— start Available records —

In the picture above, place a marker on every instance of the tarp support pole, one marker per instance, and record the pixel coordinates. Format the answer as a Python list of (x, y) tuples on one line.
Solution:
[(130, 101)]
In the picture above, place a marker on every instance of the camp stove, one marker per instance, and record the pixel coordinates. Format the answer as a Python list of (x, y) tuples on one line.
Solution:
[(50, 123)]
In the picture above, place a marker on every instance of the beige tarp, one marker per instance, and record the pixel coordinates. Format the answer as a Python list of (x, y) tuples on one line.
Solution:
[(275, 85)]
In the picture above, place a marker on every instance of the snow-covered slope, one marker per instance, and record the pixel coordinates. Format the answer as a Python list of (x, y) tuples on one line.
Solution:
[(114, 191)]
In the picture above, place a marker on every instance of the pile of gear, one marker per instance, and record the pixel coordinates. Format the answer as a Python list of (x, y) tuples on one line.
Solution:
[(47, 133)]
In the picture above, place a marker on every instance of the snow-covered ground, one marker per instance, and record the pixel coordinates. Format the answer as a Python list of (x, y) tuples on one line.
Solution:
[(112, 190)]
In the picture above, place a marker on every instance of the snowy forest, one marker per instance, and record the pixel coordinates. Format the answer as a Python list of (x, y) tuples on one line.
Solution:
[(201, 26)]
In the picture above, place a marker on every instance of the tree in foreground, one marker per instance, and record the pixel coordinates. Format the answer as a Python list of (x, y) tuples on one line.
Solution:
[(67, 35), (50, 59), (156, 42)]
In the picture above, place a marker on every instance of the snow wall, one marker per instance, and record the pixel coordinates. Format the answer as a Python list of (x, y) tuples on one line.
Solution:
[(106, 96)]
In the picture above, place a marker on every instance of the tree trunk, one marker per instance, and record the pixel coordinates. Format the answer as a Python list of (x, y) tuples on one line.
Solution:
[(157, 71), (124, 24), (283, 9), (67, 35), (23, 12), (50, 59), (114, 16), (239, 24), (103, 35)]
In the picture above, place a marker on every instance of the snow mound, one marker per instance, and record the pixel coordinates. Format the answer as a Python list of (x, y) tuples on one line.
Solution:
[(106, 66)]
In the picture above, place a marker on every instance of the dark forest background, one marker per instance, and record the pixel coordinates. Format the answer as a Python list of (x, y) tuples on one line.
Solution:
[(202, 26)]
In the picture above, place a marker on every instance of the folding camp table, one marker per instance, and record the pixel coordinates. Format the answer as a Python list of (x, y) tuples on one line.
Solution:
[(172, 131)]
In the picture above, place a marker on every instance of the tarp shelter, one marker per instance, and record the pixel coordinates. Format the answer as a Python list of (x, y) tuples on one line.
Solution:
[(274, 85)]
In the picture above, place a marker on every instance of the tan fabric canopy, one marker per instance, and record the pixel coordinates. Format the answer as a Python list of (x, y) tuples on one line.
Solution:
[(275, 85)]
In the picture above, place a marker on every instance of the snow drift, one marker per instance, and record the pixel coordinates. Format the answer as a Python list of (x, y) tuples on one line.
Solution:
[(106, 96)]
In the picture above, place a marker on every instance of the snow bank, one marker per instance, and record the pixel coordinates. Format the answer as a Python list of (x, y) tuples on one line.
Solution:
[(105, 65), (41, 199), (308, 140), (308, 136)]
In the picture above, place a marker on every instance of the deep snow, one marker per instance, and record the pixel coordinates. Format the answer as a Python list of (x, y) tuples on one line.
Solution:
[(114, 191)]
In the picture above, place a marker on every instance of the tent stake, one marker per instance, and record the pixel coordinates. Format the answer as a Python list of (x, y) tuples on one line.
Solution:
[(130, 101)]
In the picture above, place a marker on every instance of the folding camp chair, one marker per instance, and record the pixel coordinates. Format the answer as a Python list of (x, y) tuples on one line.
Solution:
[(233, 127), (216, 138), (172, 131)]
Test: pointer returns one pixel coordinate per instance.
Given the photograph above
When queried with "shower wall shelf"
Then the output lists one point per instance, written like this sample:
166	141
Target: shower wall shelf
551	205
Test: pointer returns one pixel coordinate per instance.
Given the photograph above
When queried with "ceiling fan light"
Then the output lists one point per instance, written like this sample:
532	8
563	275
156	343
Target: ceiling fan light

— end Available records —

§ **What needs to be done**
Copy every row above word for word, keeping each one's original wording, punctuation, and line breaks.

§ **Exercise output**
In the picture above, place a marker on every instance of the tarp support pole, one marker per instance, and record the pixel coordinates. Format the answer as a Python list of (x, y) tuples on one line.
Solution:
[(130, 101)]
In the picture above, place a marker on every instance of the camp stove, one marker per instance, and record the pixel coordinates. Format the answer as a Python list of (x, y) tuples on one line.
Solution:
[(50, 123)]
In the picture above, place a marker on every instance of the beige tarp, one marker per instance, and record the pixel coordinates. Format the answer as a Python list of (x, y) tuples on one line.
Solution:
[(275, 85)]
In the picture above, place a marker on every instance of the snow-covered slope, one marker per instance, and record the pixel coordinates. Format the answer as a Python list of (x, y) tuples on one line.
Solution:
[(114, 191)]
In the picture above, place a marker on every instance of the pile of gear, one marker per instance, and record the pixel coordinates. Format the answer as a Python list of (x, y) tuples on one line.
Solution:
[(47, 133)]
In the picture above, place a marker on every instance of the snow-covered ground, one marker per instance, and record the pixel coordinates. Format the answer as a Python list of (x, y) tuples on one line.
Solution:
[(112, 190)]
In the picture above, place a marker on every instance of the snowy forest, one marker per instance, and record the pixel coordinates. Format the answer as a Python list of (x, y) tuples on one line.
Solution:
[(201, 26)]
In the picture above, place a marker on every instance of the tree in foreground, one marker per instance, and record the pixel coordinates. Format the answer as a Python list of (x, y) tuples on one line.
Solution:
[(67, 35), (50, 59), (156, 42)]
In the picture above, place a marker on every instance of the snow wall, one marker per instance, and record the pixel coordinates. Format the answer as a Python list of (x, y) tuples on one line.
Solution:
[(106, 96)]
In the picture above, place a marker on every instance of the tree trunk, one marker per instance, and record the pixel coordinates. Format the answer as a Python list of (x, y) tuples on one line.
Solution:
[(157, 71), (124, 24), (283, 9), (67, 35), (23, 12), (50, 59), (114, 16), (239, 24), (103, 35)]
In the picture above, place a marker on every instance of the snow mound, one marker per instance, and record the pixel coordinates. Format the answer as a Python list of (x, y) tuples on one line.
Solution:
[(106, 66)]
In the picture above, place a marker on every instance of the dark forest background, one marker per instance, and record the pixel coordinates. Format the answer as a Python list of (x, y) tuples on one line.
Solution:
[(202, 26)]
In the picture above, place a marker on every instance of the folding camp table, one marker per instance, and record the pixel coordinates. Format the answer as a Python list of (x, y) tuples on one line.
Solution:
[(172, 131)]
In the picture above, place a marker on every instance of the tarp shelter, one marker per instance, and record the pixel coordinates. Format the answer as a Python list of (x, y) tuples on one line.
Solution:
[(274, 85)]
In the picture above, place a marker on every instance of the tan fabric canopy, one marker per instance, and record the pixel coordinates. Format the answer as a Python list of (x, y) tuples on one line.
Solution:
[(275, 85)]
In the picture above, place a marker on every instance of the snow drift, one marker per instance, and record the pixel coordinates. Format the answer as a Python list of (x, y) tuples on one line.
Solution:
[(106, 96)]
In the picture above, place a marker on every instance of the snow bank, one marker per instance, and record the pixel coordinates. Format the answer as a Python list of (x, y) tuples on one line.
Solution:
[(105, 65), (41, 199), (308, 140), (308, 136)]
In the picture above, place a marker on every instance of the deep snow, one marker per instance, and record the pixel coordinates. Format the answer as a Python list of (x, y) tuples on one line.
Solution:
[(114, 191)]
In the picture above, place a marker on every instance of the tent stake, one marker per instance, and record the pixel coordinates. Format the answer as a Python list of (x, y) tuples on one line.
Solution:
[(130, 101)]
In the picture above, place a marker on every instance of the folding camp chair, one marker per instance, and record the pixel coordinates. Format the answer as a Python list of (x, y) tuples on one line.
Solution:
[(233, 127), (216, 138), (172, 131)]
Test: pointer returns one pixel coordinate per instance.
Given the photograph above
When queried with "shower wall shelf"
Then the output lists one point per instance, written like this sample:
166	141
Target: shower wall shelf
551	205
Test: pointer returns one pixel coordinate per instance.
Given the photograph above
When queried with "ceiling fan light"
Then the output lists one point per instance, written like this sample:
532	8
563	275
156	343
Target: ceiling fan light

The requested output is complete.